**WRITTEN TASK**
Return each line in the items below that contains the word "photo".

**INPUT ROWS**
┏━━
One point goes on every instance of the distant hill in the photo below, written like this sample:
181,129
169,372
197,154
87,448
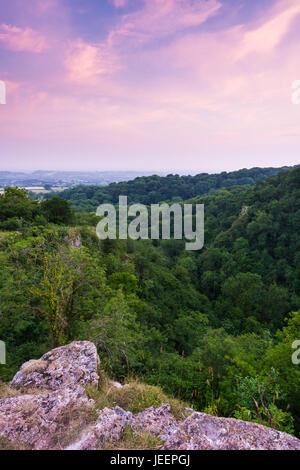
┗━━
**FULL OUTPUT**
One point goes on every instance of the distant hill in the photo below, written like this sample:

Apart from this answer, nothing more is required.